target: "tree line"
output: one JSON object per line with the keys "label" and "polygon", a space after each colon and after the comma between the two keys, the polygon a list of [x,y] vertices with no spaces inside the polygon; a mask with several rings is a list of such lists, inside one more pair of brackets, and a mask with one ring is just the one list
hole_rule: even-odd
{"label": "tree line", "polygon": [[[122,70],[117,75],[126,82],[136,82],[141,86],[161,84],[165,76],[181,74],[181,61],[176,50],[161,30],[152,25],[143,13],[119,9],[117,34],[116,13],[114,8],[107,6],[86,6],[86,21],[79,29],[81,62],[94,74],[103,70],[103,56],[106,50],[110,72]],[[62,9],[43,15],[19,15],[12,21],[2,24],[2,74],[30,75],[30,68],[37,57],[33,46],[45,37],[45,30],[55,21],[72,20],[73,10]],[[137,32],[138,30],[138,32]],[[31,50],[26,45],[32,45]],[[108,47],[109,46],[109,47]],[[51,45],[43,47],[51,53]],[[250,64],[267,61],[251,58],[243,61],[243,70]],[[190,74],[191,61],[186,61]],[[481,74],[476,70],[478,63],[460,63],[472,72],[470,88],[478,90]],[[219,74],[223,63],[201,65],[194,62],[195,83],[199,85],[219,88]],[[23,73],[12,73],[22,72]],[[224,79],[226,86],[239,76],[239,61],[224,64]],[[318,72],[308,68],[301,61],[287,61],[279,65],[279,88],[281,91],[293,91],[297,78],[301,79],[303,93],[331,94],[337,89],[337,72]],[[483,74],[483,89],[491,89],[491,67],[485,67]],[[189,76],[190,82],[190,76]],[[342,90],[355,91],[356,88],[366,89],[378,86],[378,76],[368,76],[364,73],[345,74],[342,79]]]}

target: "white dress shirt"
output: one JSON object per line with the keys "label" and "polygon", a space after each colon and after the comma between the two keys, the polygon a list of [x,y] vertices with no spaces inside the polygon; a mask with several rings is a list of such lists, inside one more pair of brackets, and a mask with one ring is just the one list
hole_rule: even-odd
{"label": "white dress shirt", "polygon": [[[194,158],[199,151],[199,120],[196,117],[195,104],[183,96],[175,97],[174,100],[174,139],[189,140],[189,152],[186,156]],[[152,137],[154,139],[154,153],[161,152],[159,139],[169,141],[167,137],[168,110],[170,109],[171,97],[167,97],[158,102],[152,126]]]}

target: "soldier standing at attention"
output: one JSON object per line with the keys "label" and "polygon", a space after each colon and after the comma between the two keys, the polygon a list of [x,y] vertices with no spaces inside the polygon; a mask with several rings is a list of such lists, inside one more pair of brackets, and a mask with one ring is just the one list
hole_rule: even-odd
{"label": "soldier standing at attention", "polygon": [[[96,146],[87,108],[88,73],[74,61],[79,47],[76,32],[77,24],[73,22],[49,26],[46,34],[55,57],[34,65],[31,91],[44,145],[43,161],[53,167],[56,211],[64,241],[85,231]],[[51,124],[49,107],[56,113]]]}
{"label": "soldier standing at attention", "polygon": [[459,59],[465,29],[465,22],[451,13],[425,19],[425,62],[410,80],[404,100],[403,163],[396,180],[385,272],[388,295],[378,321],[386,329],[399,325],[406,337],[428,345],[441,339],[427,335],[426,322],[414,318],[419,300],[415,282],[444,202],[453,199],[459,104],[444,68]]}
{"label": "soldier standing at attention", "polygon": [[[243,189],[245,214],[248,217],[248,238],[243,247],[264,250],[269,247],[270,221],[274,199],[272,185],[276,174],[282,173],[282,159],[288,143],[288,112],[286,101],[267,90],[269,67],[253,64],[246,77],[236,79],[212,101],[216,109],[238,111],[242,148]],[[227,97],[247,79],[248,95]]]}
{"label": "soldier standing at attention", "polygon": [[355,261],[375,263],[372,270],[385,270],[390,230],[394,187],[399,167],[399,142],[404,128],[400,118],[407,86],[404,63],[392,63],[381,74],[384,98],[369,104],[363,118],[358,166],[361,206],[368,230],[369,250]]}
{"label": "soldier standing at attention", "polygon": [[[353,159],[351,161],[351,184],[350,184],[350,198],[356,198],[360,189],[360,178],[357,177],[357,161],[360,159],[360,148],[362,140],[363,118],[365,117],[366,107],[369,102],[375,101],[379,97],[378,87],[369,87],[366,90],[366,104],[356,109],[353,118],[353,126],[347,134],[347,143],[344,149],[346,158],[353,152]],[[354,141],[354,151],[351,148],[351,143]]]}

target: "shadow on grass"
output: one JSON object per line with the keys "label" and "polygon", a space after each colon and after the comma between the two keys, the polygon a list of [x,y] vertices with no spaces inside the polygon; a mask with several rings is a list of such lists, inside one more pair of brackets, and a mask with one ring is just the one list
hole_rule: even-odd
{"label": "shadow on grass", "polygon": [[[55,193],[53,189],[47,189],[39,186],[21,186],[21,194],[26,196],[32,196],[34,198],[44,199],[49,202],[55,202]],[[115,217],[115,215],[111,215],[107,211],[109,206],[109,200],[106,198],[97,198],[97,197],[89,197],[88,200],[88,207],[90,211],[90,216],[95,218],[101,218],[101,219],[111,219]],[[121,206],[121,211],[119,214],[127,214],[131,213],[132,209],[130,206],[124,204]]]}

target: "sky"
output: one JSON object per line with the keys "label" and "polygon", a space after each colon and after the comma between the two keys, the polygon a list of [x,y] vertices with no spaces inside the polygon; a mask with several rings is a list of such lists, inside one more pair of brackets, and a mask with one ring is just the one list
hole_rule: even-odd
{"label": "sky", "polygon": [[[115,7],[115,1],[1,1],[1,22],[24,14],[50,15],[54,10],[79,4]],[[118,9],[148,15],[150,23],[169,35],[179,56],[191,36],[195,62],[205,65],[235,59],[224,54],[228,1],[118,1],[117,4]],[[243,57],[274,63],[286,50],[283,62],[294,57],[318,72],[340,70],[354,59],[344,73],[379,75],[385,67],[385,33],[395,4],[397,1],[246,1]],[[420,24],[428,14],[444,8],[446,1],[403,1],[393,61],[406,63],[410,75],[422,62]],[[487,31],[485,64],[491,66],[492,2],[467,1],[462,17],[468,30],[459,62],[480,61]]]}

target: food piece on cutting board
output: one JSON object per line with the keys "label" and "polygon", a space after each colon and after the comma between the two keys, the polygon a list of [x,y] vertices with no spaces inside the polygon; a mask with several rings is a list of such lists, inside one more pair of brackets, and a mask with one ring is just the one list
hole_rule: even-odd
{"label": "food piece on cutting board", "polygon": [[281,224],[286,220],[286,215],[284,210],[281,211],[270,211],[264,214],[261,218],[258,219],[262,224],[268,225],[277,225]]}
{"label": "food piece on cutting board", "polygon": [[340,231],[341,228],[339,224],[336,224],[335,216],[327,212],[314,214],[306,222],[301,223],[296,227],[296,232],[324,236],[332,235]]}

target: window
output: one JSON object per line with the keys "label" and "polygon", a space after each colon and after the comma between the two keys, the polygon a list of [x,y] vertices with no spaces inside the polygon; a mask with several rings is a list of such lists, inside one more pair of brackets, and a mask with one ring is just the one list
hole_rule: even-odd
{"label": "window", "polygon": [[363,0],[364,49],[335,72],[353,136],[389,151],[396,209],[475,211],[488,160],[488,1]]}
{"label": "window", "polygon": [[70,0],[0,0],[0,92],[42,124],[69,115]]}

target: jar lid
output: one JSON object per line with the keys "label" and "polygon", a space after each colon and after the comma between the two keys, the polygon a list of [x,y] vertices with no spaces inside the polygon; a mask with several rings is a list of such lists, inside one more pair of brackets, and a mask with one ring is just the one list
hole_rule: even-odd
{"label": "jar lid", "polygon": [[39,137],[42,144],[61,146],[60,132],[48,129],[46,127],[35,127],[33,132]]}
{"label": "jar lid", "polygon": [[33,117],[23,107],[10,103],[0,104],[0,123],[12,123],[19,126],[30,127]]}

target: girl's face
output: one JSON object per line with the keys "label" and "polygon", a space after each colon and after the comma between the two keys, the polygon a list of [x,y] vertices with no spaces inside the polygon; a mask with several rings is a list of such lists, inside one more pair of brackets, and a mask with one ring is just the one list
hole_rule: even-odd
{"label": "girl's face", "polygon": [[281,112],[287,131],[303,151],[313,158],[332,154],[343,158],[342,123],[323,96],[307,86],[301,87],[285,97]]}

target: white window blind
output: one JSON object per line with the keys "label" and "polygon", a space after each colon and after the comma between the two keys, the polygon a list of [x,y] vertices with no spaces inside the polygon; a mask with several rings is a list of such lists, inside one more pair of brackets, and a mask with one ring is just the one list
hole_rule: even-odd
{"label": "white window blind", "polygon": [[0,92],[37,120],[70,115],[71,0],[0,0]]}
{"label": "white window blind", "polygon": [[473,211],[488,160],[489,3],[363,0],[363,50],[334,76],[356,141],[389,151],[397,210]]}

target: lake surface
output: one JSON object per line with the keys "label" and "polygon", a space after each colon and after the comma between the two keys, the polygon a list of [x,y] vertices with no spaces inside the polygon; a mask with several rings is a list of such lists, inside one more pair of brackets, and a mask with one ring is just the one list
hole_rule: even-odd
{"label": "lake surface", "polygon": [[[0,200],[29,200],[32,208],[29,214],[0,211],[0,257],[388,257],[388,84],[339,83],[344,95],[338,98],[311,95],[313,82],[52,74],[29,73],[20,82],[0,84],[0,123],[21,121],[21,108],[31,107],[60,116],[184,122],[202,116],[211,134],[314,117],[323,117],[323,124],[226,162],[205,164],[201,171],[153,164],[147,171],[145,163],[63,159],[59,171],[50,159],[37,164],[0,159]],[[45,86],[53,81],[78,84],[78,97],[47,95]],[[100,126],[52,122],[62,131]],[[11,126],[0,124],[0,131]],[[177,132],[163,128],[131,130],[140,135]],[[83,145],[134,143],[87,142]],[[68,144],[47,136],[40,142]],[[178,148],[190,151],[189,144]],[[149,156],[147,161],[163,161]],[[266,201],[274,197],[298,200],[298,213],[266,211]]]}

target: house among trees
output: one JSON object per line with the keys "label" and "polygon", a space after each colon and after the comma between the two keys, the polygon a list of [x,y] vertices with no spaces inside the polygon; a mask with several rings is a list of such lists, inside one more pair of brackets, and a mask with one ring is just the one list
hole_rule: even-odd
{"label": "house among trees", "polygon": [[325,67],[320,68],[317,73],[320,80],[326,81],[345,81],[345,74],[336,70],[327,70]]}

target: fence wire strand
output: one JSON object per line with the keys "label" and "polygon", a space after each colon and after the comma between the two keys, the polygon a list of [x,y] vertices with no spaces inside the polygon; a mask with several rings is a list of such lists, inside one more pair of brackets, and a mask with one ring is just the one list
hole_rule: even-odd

+++

(Task details):
Pull out every line of the data above that contains the word "window".

(Right answer):
target: window
{"label": "window", "polygon": [[363,0],[364,49],[335,72],[353,136],[389,151],[396,209],[475,211],[488,160],[488,1]]}
{"label": "window", "polygon": [[70,0],[0,0],[0,92],[42,124],[69,115]]}
target: white window blind
{"label": "white window blind", "polygon": [[0,92],[37,120],[70,115],[71,0],[0,0]]}
{"label": "white window blind", "polygon": [[473,211],[488,160],[489,3],[363,0],[363,50],[334,76],[356,141],[389,151],[397,210]]}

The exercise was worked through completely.